Aufgabenstellung: Wandeln Sie die gesamte folgende Auflistung in eine Markdown-Tabelle mit den Spalten „Nr“ und „Zeile“ um. Jede Zeile erhält eine fortlaufende Nummer, Leerzeilen entfallen.

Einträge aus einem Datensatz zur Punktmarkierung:
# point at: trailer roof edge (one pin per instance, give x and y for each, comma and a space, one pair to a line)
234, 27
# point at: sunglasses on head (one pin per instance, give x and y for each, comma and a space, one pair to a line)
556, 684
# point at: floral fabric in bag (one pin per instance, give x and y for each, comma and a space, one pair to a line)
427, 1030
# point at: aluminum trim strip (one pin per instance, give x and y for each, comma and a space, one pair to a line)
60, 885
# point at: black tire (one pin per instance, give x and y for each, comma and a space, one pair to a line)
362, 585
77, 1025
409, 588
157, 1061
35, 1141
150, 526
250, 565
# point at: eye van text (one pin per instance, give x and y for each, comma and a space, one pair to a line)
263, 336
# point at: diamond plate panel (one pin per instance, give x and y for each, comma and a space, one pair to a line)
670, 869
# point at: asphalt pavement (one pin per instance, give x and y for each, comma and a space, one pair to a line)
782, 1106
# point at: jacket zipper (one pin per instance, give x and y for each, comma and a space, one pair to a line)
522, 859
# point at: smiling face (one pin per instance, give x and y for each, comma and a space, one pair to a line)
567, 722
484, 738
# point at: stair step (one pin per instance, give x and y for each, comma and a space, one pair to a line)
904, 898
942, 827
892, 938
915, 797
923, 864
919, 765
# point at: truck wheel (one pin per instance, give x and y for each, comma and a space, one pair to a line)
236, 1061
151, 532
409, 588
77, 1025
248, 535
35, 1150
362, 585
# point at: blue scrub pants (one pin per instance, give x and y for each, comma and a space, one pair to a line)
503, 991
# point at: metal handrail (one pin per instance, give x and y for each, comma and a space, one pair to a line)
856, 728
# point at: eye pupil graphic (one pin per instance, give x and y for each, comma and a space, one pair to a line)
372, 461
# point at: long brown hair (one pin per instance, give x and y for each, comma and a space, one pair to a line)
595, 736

Erwartete Antwort:
| Nr | Zeile |
|---|---|
| 1 | # point at: trailer roof edge (one pin per instance, give x and y for each, comma and a space, one pair to a line) |
| 2 | 234, 27 |
| 3 | # point at: sunglasses on head (one pin per instance, give x and y for each, comma and a space, one pair to a line) |
| 4 | 556, 684 |
| 5 | # point at: floral fabric in bag (one pin per instance, give x and y for each, comma and a space, one pair to a line) |
| 6 | 427, 1030 |
| 7 | # point at: aluminum trim strip (one pin per instance, give x and y for each, comma and a space, one pair to a line) |
| 8 | 60, 885 |
| 9 | # point at: black tire (one pin per instance, give x and y for each, comma and a space, one pair to a line) |
| 10 | 362, 585 |
| 11 | 77, 1025 |
| 12 | 409, 588 |
| 13 | 157, 1061 |
| 14 | 35, 1141 |
| 15 | 150, 526 |
| 16 | 250, 565 |
| 17 | # point at: eye van text (one pin per instance, give x and y for each, comma and a space, one pair to a line) |
| 18 | 263, 336 |
| 19 | # point at: diamond plate panel (one pin per instance, give x and y for each, comma and a space, one pair to a line) |
| 20 | 670, 869 |
| 21 | # point at: asphalt pavement (one pin per instance, give x and y for each, comma and a space, one pair to a line) |
| 22 | 782, 1106 |
| 23 | # point at: jacket zipper (one pin per instance, give x and y for each, comma and a space, one pair to a line) |
| 24 | 522, 859 |
| 25 | # point at: smiling face (one pin per instance, give x and y for each, comma and a space, one pair to a line) |
| 26 | 567, 722 |
| 27 | 484, 738 |
| 28 | # point at: stair step (one pin per instance, give x and y for each, comma and a space, one pair to a line) |
| 29 | 904, 898 |
| 30 | 942, 827 |
| 31 | 892, 938 |
| 32 | 915, 797 |
| 33 | 923, 864 |
| 34 | 919, 765 |
| 35 | # point at: truck wheel (one pin per instance, give x and y for each, comma and a space, one pair to a line) |
| 36 | 236, 1061 |
| 37 | 151, 532 |
| 38 | 409, 588 |
| 39 | 77, 1025 |
| 40 | 248, 535 |
| 41 | 35, 1150 |
| 42 | 362, 585 |
| 43 | # point at: blue scrub pants (one pin per instance, give x and y for each, comma and a space, one pair to a line) |
| 44 | 503, 991 |
| 45 | # point at: metal handrail (one pin per instance, give x and y for each, comma and a space, one pair to a line) |
| 46 | 856, 728 |
| 47 | # point at: eye pupil graphic (one pin per instance, give x and y for each, comma and a space, one pair to a line) |
| 48 | 372, 461 |
| 49 | # point at: long brown hair (one pin per instance, give x and y for each, comma and a space, one pair to a line) |
| 50 | 595, 736 |